Now the guidelines committee, of which I am a member, staunchly refused to recognize what I've just told you. The guidelines committee never discussed the etiology of pneumonia. They just kept putting it off. They submitted the first draft of the guidelines document with a recommendation that microbiological studies, that means a gram stain and culture, not be done in patients admitted for pneumonia unless they were admitted to an ICU or had risk factors for Pseudomonas. That's all that ridiculous emphasis on Pseudomonas. It was over my vigorous opposition, I didn't get through to them, but I think the Infectious Disease Society board wanted them to put in a section on etiology, so they came back and asked me to write it. Then they modified their wording so it doesn't say that gram stain and culture shouldn't be done. It just doesn't say gram stain and culture should be done. They don't recommend it at the present time. I just think it's a dreadful error. They say it doesn't affect the outcome. It doesn't affect the outcome because they're creating with broadspectrum antibiotics, and if they can narrow them that would affect the outcome. That's a very complicated question.

Leigh Precopio:  What other knowledge gaps exist regarding the etiology or empiric of treatment of CAP?

Daniel Musher:  The use of other agents that alter the immunologic response to infection would certainly be an area that would be ripe for investigation. For example, the guidelines do recommend the addition of azithromycin, which is a macrolide, to ceftriaxone for the standard treatment of pneumonia.

Now they recommend azithromycin for two reasons. First, because it does treat certain socalled atypical bacteria like Mycoplasma and chlamydia. These organisms cause pneumonia in younger adults, generally not serious, and almost never in older adults.

Data excerpts
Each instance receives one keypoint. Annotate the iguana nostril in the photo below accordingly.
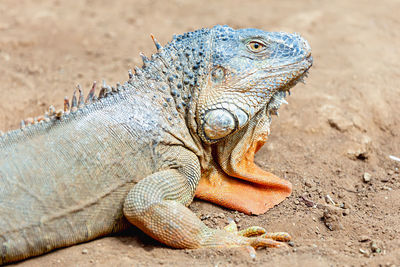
(242, 117)
(217, 75)
(218, 124)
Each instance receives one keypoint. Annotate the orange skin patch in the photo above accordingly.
(251, 191)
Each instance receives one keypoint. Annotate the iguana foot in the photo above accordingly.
(258, 236)
(254, 237)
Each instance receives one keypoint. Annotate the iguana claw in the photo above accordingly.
(258, 237)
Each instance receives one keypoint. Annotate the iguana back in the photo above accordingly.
(65, 181)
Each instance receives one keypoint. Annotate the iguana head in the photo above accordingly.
(246, 75)
(249, 70)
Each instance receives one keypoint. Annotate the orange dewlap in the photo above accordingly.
(253, 191)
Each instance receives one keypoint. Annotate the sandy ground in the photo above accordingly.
(344, 123)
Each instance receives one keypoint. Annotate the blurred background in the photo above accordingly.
(337, 129)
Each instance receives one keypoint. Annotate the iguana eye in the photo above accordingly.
(255, 46)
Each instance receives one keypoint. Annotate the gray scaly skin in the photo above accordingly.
(139, 150)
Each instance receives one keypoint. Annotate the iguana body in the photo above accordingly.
(191, 118)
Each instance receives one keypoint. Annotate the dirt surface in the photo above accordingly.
(344, 123)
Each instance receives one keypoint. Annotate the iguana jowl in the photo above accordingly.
(187, 123)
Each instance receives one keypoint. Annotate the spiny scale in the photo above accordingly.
(73, 106)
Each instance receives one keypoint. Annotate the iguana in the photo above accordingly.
(187, 123)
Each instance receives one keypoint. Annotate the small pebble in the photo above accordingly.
(375, 248)
(367, 177)
(385, 179)
(308, 183)
(364, 238)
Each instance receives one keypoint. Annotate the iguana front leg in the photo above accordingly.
(157, 205)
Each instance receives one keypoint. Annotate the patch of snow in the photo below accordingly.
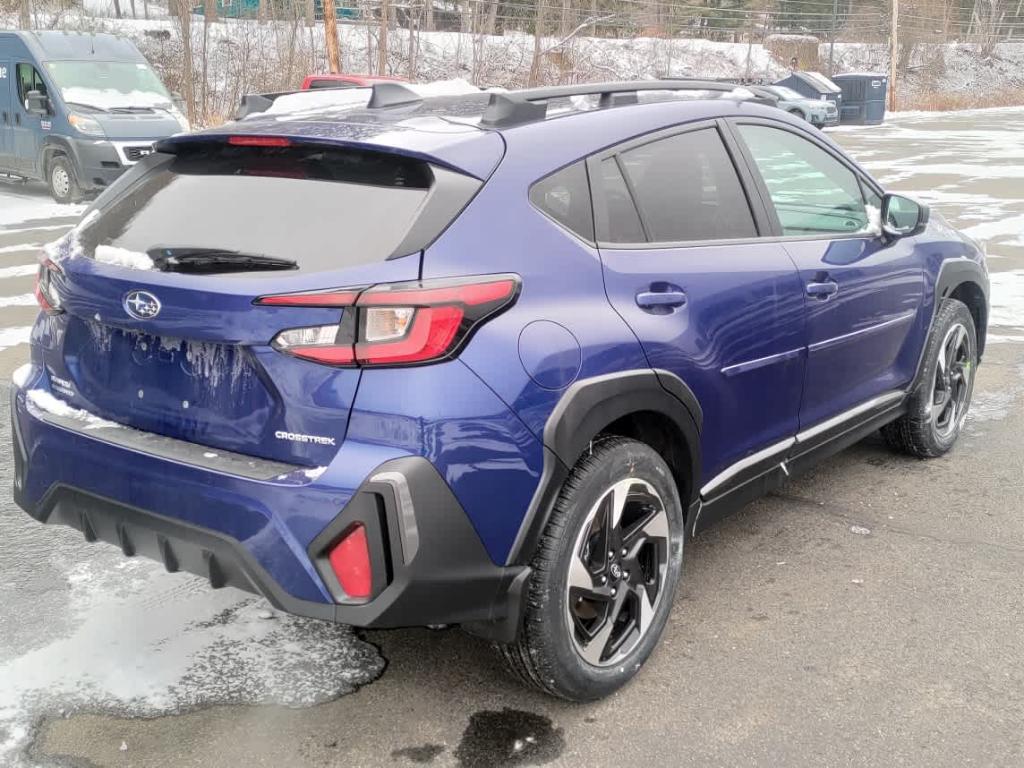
(25, 299)
(22, 270)
(1007, 299)
(46, 402)
(22, 374)
(316, 99)
(12, 337)
(122, 257)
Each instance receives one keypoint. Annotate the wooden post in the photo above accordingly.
(331, 36)
(893, 58)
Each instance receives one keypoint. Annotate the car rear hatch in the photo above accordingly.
(157, 287)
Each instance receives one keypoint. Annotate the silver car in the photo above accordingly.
(818, 113)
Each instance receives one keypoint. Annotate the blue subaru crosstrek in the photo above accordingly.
(485, 359)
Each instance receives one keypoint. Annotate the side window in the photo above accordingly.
(621, 214)
(564, 196)
(29, 80)
(811, 190)
(686, 188)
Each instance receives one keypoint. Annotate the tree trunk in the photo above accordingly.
(382, 40)
(535, 67)
(331, 35)
(187, 84)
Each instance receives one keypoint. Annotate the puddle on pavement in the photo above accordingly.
(509, 737)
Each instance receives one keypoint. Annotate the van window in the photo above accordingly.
(29, 79)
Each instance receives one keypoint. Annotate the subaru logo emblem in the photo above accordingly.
(141, 304)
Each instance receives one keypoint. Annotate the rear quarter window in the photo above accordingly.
(564, 196)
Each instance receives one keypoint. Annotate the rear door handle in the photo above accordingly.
(660, 298)
(822, 290)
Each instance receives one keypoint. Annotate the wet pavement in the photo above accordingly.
(871, 612)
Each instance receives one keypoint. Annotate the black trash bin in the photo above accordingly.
(863, 97)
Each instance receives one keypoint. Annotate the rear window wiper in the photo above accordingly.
(211, 261)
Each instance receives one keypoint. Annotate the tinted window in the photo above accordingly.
(29, 80)
(324, 208)
(565, 197)
(811, 190)
(621, 214)
(687, 188)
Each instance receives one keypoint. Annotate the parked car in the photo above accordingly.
(313, 82)
(470, 360)
(817, 113)
(78, 110)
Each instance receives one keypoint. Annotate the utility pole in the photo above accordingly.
(331, 37)
(832, 40)
(893, 58)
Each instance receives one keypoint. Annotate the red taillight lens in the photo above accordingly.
(395, 324)
(46, 293)
(349, 560)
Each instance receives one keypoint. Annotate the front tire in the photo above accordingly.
(604, 574)
(61, 180)
(939, 403)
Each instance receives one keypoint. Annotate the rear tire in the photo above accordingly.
(604, 574)
(939, 403)
(61, 180)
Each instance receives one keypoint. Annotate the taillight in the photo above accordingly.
(46, 293)
(349, 560)
(395, 324)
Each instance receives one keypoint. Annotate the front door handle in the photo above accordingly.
(822, 290)
(660, 298)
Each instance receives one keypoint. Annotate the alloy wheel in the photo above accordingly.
(952, 382)
(60, 180)
(617, 572)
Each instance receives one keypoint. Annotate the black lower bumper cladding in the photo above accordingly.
(450, 578)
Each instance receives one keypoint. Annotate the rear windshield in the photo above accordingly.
(322, 208)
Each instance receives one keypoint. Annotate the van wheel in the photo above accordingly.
(604, 574)
(60, 176)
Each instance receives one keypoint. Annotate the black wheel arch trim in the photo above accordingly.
(952, 274)
(586, 409)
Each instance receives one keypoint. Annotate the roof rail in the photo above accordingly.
(516, 108)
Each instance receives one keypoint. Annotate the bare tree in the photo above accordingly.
(382, 40)
(331, 35)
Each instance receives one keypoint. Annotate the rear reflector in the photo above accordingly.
(397, 324)
(349, 560)
(259, 141)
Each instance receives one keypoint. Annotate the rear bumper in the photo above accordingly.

Check your understanding
(1) Answer these from the interview on pneumonia guidelines:
(a) In the first draft, when did the committee say gram stain and culture could be done for patients admitted with pneumonia?
(b) What drug do the guidelines recommend adding to ceftriaxone?
(c) Which atypical bacteria does the interview say azithromycin treats?
(2) Resume the interview on pneumonia guidelines from the point where it stops.
The items are not needed for what comes next.

Task results
(1)
(a) Only if the patients were admitted to an ICU or had risk factors for Pseudomonas.
(b) Azithromycin, a macrolide.
(c) Mycoplasma and chlamydia.

(2)
Once again, the CDC study showed these organisms cause no more than 3 or 4% of all pneumonias, and they had patients of all age. In my hospital, it almost doesn't occur.

The other reason azithromycin is added is because it is called an immunomodulating drug. It suppresses the immune response. Once you treat the causative organism, the immune response is basically getting in the way of healing, because the symptoms that we have are not just a result of bacteria being there in the lungs. They're a result of the immune response to those bacteria. That's what causes the fever, and the chills, and the sputum production. The immune response is what makes you sick. It’s an inflammatory response. If you give an effective antibiotic that is killing the bacteria, then you can suppress that immune response a little bit, the patient will probably do better because the immune response will cause the prolongation of the symptoms. There are data that suggests that there is a better outcome if azithromycin is given, along with ceftriaxone to defeat communityacquired pneumonia. It's not because of its antibacterial effect. It's because of this antiinflammatory effect.

There are other agents that could be given. There's a whole host of them. In the case of COVID19, there are specific antiinflammatory agents that are given that sre directed against certain white blood cells. And they do reduce the mortality from COVID. That's a whole area of research.

It's difficult to do such research. It’s difficult because pneumonia has many causes. And I would think any drug that would be used would be more relevant to pneumonia due to certain causes than pneumonia due to other causes.

You got to begin by looking at which is the etiologic agent of the pneumonia, and then figuring out which group you want to treat with your new drug. And nobody seems to be interested in doing the studies on the etiology of the pneumonia. I just don't think they're going to find any beneficial effects from any of these drugs, except in a very broad sense, but I think that's a big area for future research.

Leigh Precopio:  Thank you for answering all my questions today, Dr. Musher.

Daniel Musher:  Nice talking to you. Take care now.